## Requirement
Pull out every line with the word "could" from the entries below.

*** Opening Records for this task ***

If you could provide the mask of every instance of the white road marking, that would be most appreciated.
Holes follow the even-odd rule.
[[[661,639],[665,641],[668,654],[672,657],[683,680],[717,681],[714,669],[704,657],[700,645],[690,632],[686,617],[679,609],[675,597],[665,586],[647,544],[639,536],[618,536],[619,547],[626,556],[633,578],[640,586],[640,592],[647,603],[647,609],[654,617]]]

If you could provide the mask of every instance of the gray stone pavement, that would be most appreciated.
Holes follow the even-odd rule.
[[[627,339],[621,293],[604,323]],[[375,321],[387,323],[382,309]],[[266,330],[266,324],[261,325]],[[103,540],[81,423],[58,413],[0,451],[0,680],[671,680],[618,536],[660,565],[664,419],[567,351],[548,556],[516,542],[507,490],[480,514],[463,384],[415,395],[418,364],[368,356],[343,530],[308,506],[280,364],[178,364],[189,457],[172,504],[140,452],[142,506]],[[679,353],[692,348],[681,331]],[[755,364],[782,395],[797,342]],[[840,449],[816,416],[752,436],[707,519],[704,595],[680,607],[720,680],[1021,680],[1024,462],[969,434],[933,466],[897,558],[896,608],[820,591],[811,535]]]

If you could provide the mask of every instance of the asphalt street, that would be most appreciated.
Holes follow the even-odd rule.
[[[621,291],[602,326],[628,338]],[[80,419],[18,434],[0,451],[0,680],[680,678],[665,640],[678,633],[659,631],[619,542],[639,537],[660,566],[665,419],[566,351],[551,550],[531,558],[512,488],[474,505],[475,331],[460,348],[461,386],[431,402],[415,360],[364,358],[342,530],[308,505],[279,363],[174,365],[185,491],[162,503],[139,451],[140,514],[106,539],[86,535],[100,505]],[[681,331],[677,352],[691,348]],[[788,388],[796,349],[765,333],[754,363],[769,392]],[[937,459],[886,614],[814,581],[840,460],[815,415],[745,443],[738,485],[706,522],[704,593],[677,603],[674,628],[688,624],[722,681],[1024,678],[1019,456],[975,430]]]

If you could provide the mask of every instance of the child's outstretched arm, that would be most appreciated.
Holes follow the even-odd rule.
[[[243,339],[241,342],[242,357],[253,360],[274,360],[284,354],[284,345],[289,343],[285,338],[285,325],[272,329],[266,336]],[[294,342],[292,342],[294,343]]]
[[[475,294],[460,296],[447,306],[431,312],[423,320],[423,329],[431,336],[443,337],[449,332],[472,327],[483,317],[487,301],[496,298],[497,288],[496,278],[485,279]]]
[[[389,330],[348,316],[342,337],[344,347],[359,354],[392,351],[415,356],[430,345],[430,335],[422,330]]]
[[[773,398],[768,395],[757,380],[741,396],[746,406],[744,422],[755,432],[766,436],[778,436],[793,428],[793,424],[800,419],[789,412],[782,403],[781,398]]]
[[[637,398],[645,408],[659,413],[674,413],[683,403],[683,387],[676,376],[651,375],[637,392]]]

*** Closing Records for this task ***

## Solution to this problem
If you could provide the mask of every instance of the white road marking, that would be most appreciated.
If you could provide the mask of every instance of the gray stone pavement, that would be most appreciated.
If you could provide the mask of every instance of the asphalt street, that would be most appreciated.
If you could provide the mask of every instance of the child's outstretched arm, that would be most appreciated.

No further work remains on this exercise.